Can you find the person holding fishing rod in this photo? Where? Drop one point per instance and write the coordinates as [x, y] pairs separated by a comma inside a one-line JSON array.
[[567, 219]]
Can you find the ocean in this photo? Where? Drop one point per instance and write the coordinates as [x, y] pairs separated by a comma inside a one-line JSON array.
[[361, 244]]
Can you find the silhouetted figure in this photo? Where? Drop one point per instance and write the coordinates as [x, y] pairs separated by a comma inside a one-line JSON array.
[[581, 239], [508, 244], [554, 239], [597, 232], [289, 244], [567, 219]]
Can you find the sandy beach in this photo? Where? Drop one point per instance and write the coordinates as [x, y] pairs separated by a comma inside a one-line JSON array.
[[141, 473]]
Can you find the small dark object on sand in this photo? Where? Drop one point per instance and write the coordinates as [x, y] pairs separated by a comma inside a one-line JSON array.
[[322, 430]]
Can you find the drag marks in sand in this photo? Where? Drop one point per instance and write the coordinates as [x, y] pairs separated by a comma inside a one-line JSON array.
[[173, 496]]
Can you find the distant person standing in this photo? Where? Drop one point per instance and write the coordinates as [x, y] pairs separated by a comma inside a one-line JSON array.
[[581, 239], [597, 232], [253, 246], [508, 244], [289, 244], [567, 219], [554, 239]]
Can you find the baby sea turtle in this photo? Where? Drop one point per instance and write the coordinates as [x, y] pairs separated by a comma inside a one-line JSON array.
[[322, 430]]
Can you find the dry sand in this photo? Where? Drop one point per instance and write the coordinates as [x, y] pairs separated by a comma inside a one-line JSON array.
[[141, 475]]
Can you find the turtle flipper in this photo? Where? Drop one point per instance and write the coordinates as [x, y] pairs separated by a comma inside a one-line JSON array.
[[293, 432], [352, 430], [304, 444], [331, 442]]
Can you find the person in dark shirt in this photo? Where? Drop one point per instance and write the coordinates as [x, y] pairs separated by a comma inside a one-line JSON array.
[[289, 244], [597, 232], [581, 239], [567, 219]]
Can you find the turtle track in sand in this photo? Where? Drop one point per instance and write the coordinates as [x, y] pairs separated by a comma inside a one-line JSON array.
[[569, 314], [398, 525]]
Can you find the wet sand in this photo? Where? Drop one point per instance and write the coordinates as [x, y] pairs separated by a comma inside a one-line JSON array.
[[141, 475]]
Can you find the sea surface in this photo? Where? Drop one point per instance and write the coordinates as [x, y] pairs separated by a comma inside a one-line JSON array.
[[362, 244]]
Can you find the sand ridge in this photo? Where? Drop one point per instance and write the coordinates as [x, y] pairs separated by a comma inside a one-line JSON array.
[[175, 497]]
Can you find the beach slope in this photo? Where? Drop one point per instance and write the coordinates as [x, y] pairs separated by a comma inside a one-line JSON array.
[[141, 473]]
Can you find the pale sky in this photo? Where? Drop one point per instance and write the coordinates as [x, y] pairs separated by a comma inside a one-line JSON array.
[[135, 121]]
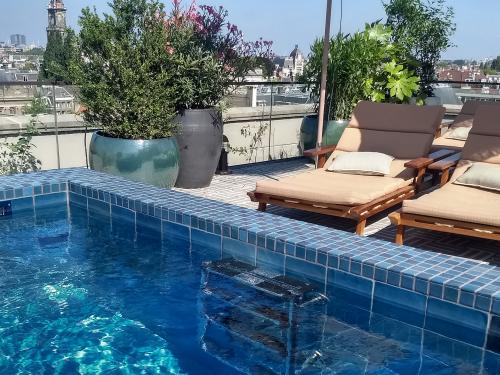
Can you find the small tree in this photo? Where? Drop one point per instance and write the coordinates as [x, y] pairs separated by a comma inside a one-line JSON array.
[[423, 29], [123, 71]]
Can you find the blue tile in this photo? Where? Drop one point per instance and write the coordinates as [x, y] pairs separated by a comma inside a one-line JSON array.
[[22, 205], [393, 278], [238, 250], [455, 321], [466, 298], [201, 240], [380, 274], [148, 226], [50, 200], [493, 341], [78, 200], [421, 285], [322, 258], [300, 252], [98, 207], [407, 281], [350, 288], [400, 304], [368, 271], [436, 289], [252, 238], [173, 231], [450, 293], [270, 260], [302, 269]]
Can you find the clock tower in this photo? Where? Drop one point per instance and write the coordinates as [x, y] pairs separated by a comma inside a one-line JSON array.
[[57, 18]]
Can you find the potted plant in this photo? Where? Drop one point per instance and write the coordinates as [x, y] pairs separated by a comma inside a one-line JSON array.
[[122, 72], [209, 55], [361, 66]]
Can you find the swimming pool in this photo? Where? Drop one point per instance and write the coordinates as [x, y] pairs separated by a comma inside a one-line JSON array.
[[86, 289]]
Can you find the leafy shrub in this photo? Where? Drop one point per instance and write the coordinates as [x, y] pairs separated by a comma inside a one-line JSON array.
[[361, 66], [123, 71], [423, 30], [209, 54]]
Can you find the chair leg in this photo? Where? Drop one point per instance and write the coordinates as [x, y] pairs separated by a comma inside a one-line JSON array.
[[400, 234], [360, 227]]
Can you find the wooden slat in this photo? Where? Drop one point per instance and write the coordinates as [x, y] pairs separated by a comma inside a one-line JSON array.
[[450, 226], [319, 151]]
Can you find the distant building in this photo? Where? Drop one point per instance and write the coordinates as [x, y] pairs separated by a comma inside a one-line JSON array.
[[462, 75], [288, 68], [57, 17], [18, 40]]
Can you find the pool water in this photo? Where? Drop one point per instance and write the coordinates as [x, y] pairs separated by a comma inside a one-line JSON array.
[[83, 295]]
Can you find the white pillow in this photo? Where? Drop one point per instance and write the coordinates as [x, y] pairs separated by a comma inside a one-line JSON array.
[[365, 163], [481, 176], [461, 133]]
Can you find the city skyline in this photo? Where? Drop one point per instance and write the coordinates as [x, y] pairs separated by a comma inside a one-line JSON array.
[[285, 22]]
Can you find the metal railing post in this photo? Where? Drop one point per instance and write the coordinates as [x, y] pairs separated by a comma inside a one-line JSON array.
[[56, 127], [270, 122]]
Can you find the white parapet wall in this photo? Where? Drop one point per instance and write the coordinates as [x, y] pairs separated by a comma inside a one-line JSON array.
[[253, 135]]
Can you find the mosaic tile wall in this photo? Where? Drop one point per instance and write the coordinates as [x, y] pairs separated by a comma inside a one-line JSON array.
[[451, 296]]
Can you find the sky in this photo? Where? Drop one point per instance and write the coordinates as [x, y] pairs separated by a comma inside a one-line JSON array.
[[285, 22]]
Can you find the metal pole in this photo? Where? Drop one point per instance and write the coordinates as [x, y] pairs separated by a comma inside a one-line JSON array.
[[56, 125], [270, 122], [324, 68]]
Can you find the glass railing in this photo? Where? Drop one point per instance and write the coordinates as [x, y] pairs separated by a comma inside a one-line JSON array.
[[458, 92]]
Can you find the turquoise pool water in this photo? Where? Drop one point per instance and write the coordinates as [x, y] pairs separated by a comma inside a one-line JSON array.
[[82, 295]]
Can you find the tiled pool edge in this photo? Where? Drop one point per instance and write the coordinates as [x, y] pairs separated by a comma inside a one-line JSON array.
[[438, 292]]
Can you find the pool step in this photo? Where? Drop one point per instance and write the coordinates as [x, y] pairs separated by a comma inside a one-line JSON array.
[[261, 310]]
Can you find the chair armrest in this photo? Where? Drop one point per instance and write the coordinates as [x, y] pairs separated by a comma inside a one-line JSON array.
[[446, 163], [319, 151], [424, 162]]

STATED GOAL ->
Copy the material from the line with "Can you find the city" to the line with "[[458, 92]]", substituting "steel" for every "metal" and leaving everything else unchanged.

COMPLETE OUTPUT ->
Can you find the city skyline in this photo? Where? Drop one point per instance and write the coordinates as [x, y] pairs separated by a comma inside a one-line JSON array.
[[285, 22]]
Can you find the steel railing post in this photo? Where? Drop one point per instance and write the coordinates as [x, y] pairs separated by a comma inside a one-line JSON array.
[[56, 127], [270, 122]]
Can you find the white parapet wall in this photo? Where? Drop one point per instance and write the coordinates as [x, y] pairs separated by a comma inside a one-line JSON array.
[[253, 135]]
Can you find the mosaic tile wall in this photo? Where? Drop one point per instance and write the coordinates as [x, y] pairs separated by a comma inside a one-line JSON array.
[[451, 296]]
Can you find the sky in this photo? Where? Drop one point per instance and write the coordinates as [x, y] pairs separated by a comma inside a one-line JSON array.
[[285, 22]]
Can you find the steel pole in this photo? Where? Drop one point per instance and write the coordinates as [x, y] pairs separated by a comma inside a one-line JSON array.
[[56, 125], [270, 122], [324, 68]]
Can you find the glass railing in this photo? Where? Drop one point per instance and write the coordinates as [x, y] pairs separated by a comma inside a one-line JSON array.
[[458, 92]]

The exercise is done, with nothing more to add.